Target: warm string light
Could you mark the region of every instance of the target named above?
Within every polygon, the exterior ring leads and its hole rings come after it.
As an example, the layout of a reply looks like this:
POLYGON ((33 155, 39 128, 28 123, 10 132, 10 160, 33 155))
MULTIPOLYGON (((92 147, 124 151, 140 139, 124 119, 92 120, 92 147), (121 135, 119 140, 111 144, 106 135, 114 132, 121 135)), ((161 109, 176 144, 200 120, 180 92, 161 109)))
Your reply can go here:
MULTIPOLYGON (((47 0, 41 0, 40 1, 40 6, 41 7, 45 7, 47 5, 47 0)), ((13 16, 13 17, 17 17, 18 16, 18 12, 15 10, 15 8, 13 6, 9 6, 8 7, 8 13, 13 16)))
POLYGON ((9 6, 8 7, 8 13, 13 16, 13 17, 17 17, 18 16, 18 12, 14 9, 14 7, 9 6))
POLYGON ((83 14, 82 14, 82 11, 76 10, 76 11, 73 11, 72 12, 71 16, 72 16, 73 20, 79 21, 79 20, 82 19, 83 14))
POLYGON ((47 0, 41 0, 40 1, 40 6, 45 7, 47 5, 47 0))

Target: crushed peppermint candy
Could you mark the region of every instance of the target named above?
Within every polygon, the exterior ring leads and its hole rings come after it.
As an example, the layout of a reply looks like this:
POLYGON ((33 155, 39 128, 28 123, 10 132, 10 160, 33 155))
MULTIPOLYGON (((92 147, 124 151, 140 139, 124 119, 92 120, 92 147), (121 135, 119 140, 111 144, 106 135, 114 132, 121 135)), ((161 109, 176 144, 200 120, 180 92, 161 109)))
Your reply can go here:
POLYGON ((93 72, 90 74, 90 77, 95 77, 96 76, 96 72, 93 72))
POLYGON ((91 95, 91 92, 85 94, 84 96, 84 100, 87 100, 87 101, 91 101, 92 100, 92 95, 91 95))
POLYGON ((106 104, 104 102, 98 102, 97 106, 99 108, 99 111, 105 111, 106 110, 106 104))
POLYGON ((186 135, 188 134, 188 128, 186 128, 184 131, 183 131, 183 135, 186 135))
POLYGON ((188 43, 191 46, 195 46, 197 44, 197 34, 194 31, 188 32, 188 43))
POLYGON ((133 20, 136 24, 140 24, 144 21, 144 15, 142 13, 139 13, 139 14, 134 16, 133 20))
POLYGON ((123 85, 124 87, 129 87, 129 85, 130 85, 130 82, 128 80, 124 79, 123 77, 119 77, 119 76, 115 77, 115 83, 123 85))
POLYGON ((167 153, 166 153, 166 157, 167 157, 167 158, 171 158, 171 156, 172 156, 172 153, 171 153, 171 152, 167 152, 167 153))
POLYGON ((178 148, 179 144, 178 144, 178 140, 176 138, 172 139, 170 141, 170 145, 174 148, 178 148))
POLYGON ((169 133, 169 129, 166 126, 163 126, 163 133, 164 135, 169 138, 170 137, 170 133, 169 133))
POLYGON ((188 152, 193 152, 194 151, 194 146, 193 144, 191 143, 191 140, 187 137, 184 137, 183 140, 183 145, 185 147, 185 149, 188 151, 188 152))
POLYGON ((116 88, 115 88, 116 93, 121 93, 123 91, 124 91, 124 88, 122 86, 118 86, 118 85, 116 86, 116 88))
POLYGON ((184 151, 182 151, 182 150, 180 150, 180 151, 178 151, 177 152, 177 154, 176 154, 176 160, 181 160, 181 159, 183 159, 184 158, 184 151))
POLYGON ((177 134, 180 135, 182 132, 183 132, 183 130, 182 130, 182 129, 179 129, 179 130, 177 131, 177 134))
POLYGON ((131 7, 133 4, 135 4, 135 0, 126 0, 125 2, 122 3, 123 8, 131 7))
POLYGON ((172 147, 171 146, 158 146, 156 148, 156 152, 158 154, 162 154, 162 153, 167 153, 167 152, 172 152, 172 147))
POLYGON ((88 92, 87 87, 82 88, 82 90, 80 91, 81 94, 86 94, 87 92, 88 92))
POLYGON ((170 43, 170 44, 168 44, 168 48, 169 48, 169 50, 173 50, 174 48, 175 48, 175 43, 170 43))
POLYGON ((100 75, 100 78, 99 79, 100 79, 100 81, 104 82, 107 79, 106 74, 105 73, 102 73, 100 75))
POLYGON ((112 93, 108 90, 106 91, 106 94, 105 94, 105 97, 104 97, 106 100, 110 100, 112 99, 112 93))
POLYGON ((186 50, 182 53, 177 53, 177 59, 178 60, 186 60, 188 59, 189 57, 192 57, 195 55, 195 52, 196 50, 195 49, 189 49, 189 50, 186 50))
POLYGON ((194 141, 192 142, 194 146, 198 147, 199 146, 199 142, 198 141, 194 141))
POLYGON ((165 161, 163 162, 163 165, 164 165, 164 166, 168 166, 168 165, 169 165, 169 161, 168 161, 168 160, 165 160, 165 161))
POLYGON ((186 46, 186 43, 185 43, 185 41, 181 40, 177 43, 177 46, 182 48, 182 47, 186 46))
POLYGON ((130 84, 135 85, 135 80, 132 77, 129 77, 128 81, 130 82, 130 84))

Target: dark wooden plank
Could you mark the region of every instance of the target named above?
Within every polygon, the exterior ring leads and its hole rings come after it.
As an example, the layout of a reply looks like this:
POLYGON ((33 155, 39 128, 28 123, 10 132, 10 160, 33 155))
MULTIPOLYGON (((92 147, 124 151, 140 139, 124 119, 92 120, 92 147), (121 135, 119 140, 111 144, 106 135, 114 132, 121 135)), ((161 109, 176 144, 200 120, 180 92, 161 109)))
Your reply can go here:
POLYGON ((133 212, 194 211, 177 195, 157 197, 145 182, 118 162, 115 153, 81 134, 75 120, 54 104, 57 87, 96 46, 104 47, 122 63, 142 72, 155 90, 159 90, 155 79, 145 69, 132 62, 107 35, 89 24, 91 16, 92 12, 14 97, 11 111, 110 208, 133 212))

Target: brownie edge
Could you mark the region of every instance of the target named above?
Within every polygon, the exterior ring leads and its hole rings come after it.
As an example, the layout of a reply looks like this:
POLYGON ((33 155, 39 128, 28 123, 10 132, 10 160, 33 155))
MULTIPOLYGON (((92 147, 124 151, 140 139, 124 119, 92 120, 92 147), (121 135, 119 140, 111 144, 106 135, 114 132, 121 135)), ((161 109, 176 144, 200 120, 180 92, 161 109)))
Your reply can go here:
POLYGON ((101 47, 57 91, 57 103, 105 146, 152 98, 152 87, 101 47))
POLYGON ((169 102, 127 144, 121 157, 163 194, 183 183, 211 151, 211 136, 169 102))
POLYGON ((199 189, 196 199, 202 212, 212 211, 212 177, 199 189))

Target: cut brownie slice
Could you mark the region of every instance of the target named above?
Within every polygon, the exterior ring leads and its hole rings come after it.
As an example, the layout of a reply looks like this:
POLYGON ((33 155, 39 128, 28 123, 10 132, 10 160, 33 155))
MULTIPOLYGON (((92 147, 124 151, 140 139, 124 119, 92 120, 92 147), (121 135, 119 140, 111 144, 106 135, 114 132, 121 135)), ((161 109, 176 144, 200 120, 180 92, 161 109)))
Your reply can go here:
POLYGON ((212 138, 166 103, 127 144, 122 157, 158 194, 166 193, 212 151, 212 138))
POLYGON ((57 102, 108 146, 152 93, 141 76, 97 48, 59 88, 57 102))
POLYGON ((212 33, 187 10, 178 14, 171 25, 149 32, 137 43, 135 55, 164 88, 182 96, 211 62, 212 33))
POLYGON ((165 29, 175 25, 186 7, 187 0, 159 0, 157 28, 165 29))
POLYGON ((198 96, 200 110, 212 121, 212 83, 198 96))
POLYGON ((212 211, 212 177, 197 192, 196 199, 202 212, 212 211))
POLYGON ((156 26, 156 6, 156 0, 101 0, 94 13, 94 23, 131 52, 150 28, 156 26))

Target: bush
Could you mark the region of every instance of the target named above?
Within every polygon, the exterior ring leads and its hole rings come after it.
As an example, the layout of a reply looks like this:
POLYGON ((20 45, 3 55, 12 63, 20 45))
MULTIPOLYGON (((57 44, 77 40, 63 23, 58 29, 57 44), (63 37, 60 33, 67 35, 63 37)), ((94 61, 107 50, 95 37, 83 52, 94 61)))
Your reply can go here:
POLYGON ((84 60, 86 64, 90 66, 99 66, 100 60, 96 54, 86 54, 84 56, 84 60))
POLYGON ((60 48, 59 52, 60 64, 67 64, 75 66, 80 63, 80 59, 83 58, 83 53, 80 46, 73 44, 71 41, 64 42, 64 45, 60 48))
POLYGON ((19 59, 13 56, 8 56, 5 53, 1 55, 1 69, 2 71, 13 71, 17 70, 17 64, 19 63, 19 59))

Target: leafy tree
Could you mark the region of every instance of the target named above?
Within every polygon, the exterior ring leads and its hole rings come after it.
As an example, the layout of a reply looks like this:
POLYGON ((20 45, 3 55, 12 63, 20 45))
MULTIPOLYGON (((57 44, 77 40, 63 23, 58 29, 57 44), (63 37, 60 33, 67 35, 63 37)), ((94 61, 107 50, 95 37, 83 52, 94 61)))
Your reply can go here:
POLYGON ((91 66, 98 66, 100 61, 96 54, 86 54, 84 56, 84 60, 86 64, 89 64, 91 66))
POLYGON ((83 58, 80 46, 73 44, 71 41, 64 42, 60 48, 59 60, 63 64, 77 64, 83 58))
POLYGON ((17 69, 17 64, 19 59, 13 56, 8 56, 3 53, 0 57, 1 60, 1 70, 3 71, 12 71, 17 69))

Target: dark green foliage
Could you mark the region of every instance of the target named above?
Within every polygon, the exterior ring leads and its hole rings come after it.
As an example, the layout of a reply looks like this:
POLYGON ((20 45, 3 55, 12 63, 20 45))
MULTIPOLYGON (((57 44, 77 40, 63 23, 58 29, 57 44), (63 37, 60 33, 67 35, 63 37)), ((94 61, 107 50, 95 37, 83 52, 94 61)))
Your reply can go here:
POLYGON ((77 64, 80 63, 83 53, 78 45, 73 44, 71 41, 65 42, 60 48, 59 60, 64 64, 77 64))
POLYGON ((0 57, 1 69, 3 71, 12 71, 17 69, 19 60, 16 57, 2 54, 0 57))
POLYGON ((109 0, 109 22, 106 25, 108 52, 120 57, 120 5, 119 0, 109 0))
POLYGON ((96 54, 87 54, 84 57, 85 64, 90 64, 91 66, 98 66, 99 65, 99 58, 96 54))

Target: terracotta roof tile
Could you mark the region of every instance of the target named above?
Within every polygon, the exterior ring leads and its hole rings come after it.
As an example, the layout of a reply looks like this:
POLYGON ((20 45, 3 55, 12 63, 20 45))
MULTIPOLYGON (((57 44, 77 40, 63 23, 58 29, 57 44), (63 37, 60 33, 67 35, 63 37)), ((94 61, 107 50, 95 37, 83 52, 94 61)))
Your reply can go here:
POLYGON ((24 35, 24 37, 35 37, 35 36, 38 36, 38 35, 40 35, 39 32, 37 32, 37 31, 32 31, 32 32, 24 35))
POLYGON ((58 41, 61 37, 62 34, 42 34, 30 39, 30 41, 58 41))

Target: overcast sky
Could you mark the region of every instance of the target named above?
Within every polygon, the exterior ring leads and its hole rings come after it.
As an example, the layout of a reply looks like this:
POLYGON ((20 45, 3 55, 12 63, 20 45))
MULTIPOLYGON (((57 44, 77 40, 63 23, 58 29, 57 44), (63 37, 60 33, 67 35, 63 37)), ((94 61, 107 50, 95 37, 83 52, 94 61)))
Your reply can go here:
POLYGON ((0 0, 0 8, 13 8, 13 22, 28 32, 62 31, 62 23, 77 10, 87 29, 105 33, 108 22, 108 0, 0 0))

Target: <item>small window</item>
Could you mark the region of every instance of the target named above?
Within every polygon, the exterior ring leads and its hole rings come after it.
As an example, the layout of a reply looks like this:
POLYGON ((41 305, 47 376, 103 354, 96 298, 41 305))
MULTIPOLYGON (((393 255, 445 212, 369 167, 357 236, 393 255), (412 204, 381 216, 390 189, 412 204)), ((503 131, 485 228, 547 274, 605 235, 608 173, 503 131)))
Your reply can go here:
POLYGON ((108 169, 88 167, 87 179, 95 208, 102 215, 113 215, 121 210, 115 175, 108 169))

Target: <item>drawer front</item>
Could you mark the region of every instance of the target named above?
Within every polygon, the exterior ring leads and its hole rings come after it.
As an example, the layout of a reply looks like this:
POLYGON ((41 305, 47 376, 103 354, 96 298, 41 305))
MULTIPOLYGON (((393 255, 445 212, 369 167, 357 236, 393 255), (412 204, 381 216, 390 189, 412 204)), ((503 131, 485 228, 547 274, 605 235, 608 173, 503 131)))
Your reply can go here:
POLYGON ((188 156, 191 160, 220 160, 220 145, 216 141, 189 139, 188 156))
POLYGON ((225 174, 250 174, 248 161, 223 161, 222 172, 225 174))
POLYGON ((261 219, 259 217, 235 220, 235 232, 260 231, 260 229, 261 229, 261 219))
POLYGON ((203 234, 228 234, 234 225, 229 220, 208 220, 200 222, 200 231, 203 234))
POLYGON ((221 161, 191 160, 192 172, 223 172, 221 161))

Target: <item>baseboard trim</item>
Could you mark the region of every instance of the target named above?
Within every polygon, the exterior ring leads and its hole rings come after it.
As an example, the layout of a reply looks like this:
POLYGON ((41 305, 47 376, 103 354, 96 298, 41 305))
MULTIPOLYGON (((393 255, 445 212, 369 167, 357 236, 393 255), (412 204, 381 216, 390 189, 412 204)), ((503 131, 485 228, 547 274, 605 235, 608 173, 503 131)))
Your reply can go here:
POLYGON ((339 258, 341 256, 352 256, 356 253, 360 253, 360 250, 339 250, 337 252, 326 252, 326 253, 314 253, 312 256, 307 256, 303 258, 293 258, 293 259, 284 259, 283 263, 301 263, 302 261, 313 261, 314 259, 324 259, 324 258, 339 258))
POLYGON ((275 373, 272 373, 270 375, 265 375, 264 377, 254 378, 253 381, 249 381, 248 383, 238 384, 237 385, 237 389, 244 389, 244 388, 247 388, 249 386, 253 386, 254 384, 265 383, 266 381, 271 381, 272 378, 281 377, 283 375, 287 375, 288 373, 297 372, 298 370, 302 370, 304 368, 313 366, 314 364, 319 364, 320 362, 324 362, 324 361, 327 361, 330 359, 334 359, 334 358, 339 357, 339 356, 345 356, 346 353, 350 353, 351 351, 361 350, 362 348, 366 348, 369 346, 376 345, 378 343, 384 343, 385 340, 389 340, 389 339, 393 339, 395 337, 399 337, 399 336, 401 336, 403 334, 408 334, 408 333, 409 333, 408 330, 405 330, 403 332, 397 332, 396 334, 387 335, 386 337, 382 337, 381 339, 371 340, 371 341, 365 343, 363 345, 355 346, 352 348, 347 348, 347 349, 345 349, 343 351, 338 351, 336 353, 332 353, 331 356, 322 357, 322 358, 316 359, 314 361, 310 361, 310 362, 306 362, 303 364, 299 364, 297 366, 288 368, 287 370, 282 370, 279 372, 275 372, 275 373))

Description of the task:
List every line of the entries above that contains the string "item".

Complete output:
Target: <item>small window</item>
Target: <item>drawer front</item>
Target: <item>baseboard trim</item>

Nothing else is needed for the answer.